==== Records for the exercise ====
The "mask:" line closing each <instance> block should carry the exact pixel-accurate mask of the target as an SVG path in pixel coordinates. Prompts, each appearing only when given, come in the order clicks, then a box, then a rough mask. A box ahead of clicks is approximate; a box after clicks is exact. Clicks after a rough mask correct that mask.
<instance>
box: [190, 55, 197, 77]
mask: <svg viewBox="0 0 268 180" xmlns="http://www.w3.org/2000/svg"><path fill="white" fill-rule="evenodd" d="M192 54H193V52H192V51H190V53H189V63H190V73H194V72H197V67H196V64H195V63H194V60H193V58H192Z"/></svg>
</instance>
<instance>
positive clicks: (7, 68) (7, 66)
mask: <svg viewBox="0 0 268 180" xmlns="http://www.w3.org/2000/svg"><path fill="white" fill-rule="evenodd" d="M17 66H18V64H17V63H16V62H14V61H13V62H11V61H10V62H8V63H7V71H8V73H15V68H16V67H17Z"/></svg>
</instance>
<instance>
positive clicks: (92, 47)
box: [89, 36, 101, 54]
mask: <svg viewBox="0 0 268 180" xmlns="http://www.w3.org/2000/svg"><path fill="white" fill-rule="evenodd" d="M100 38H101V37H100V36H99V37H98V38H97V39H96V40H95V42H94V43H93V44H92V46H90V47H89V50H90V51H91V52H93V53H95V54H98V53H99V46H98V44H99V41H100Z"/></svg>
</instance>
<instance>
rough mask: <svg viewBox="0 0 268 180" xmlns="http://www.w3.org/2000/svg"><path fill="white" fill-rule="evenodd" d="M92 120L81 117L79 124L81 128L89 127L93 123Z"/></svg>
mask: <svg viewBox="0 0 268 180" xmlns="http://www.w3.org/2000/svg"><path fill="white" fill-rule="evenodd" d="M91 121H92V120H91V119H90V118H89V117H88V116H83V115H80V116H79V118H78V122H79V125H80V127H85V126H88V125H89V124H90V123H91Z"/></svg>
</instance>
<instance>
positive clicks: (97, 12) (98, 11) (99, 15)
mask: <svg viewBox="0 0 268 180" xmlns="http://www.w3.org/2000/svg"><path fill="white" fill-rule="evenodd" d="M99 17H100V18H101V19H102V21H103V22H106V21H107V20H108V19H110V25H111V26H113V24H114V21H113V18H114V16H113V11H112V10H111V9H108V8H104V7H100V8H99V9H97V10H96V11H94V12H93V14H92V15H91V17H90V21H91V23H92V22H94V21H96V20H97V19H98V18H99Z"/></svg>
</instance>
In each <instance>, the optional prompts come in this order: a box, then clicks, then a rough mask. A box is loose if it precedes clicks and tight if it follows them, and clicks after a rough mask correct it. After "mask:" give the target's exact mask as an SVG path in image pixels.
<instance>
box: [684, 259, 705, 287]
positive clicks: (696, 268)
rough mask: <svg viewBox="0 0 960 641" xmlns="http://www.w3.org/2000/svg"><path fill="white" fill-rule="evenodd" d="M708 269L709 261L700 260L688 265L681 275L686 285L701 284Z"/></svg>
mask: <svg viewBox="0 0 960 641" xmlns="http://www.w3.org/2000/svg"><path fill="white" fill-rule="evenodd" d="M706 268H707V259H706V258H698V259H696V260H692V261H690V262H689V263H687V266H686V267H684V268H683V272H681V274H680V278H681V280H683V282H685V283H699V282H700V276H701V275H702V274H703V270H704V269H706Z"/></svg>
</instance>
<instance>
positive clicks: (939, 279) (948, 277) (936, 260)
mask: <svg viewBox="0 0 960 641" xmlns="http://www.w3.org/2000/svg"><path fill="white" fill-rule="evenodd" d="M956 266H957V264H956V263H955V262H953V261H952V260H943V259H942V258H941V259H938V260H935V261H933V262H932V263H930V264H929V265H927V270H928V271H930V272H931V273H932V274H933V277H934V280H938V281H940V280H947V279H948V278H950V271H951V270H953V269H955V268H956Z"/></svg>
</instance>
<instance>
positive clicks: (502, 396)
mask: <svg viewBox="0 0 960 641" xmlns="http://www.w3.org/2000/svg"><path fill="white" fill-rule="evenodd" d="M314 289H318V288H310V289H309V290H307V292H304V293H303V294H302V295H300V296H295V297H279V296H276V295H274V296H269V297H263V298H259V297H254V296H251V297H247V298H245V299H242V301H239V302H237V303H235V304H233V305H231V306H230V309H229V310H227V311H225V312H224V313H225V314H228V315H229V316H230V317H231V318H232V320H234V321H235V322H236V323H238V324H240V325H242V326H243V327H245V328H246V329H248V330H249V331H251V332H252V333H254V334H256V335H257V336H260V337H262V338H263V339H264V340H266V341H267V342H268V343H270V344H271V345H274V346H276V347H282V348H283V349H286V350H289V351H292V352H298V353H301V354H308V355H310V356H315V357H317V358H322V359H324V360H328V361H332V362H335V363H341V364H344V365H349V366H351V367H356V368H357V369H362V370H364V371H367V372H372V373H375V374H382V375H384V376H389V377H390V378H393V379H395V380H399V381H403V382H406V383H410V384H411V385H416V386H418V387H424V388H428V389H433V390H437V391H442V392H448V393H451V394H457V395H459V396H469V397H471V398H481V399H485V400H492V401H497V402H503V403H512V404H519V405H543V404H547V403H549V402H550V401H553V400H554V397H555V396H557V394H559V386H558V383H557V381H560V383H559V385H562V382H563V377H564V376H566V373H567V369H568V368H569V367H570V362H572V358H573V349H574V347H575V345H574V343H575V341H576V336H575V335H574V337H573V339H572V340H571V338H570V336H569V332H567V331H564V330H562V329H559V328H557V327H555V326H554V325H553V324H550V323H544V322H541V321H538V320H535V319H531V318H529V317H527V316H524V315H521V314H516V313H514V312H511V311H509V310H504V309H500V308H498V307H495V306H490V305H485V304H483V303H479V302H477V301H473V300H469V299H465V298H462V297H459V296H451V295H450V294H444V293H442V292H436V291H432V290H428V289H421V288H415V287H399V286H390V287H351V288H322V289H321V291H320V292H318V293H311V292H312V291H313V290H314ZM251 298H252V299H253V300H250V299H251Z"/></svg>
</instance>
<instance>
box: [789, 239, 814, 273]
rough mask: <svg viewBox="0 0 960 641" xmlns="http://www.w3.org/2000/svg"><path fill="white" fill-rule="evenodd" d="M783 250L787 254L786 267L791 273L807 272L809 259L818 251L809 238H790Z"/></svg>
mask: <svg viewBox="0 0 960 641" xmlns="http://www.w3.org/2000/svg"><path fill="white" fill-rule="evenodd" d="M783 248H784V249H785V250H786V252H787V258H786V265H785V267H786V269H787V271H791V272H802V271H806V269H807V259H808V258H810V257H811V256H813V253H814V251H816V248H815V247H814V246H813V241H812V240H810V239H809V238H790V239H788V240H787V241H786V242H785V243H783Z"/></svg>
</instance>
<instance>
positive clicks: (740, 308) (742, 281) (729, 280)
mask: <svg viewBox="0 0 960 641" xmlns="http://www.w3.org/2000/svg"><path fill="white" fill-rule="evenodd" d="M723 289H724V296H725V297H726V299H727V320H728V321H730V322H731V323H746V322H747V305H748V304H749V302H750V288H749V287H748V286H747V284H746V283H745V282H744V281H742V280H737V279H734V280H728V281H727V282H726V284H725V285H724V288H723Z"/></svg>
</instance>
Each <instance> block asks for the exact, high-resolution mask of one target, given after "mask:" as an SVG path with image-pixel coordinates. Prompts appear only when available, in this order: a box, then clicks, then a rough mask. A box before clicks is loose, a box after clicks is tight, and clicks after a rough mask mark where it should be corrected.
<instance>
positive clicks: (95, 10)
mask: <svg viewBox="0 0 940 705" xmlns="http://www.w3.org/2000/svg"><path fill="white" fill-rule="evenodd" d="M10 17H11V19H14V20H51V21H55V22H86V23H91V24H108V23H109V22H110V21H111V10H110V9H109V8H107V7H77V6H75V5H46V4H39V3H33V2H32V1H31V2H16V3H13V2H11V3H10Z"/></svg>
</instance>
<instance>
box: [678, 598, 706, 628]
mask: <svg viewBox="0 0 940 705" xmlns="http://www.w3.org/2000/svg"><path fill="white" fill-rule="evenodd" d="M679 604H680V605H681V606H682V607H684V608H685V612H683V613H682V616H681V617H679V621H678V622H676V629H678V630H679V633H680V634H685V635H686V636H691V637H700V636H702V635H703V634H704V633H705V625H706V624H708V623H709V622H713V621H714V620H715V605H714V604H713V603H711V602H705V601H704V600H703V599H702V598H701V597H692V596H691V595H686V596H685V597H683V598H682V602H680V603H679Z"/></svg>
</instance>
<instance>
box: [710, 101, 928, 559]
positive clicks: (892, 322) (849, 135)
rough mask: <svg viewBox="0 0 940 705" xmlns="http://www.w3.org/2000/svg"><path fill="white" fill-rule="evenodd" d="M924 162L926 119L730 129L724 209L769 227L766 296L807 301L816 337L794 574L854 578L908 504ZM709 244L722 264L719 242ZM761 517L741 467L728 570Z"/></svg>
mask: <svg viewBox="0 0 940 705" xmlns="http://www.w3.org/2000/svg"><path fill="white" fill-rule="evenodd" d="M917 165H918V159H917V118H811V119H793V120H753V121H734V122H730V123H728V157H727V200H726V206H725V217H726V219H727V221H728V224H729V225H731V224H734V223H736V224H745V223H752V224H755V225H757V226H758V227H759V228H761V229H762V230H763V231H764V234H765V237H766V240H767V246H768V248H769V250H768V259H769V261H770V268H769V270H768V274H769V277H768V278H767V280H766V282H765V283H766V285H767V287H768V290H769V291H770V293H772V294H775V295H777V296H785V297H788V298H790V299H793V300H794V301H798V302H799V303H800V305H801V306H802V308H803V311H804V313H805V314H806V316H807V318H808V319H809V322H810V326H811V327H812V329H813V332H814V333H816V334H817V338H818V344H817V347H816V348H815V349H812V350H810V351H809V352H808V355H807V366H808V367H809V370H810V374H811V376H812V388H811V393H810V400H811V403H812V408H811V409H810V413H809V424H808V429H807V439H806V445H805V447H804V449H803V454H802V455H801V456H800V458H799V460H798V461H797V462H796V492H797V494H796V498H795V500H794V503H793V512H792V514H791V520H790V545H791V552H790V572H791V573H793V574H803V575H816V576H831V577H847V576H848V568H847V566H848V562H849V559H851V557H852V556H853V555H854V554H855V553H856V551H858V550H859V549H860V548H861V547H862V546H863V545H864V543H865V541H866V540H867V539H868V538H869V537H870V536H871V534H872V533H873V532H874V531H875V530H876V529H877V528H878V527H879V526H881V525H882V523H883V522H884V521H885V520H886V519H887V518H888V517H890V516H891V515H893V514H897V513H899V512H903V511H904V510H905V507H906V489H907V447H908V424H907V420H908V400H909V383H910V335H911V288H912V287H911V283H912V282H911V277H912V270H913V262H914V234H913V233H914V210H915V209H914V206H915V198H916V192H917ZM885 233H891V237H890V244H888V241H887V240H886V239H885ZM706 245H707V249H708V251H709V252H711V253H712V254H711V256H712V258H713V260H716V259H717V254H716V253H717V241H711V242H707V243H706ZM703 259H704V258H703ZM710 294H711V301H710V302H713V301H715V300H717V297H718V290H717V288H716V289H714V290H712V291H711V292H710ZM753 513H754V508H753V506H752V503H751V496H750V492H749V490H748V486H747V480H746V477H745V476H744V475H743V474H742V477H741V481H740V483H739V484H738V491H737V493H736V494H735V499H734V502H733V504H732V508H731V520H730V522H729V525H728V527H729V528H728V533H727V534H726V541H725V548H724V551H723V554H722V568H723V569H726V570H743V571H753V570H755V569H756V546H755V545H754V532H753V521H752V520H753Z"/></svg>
====
> Exercise brief: How many lines in the items above contain the word "block"? Case counts, and the reply should be the number alone.

> Solved problem: 2